— Start RECORDS SUPPLIED —

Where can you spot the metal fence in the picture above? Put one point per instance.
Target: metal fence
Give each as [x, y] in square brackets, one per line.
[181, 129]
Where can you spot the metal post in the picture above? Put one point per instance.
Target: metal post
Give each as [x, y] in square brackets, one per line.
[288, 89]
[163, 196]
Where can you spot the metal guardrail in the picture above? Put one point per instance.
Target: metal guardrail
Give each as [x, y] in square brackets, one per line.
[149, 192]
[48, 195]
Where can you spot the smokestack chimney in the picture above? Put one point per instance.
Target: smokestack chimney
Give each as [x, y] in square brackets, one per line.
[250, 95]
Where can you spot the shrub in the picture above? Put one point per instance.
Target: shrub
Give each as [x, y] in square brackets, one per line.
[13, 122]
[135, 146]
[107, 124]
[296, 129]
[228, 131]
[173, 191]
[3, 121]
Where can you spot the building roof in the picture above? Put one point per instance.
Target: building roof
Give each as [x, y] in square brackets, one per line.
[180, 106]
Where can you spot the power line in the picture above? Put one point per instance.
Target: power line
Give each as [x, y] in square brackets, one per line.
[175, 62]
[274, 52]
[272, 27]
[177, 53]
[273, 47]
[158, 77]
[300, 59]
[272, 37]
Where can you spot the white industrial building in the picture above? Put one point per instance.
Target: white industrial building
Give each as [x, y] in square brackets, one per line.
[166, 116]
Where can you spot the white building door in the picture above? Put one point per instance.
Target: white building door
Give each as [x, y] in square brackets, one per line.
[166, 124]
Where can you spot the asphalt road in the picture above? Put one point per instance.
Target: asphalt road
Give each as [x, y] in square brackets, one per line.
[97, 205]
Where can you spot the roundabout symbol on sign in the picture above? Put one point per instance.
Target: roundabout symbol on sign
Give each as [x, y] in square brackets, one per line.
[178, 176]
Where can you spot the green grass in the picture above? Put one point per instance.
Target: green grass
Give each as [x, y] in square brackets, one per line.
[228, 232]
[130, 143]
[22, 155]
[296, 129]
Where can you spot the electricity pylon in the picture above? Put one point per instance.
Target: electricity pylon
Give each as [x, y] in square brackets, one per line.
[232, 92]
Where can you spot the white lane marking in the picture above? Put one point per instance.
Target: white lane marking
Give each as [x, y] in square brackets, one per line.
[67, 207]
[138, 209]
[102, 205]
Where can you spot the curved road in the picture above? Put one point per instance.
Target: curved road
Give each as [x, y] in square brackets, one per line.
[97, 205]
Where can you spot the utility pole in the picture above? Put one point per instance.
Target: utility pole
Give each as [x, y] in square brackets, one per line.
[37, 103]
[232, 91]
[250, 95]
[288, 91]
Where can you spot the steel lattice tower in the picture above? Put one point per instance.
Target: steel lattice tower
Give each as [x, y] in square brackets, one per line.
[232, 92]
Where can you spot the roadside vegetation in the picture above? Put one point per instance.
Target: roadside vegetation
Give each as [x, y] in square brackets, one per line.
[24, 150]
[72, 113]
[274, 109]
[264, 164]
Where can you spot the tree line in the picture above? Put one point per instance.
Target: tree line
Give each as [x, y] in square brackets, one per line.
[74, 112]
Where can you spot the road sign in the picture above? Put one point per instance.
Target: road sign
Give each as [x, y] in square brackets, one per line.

— End RECORDS SUPPLIED —

* [TASK STATEMENT]: Copy out the lines of the records above, starting with the line that contains "Where can you spot the tree" and continuing through the end of the records.

* [THE SOLUTION]:
Where can you spot the tree line in the picture above? Put one point per instance.
Target: tree line
Give each as [x, y] in square brackets, one per line.
[74, 112]
Where can you spot the road sign in the picture above? Put one point per instance.
Target: road sign
Give each as [x, y] in square brackets, one per line.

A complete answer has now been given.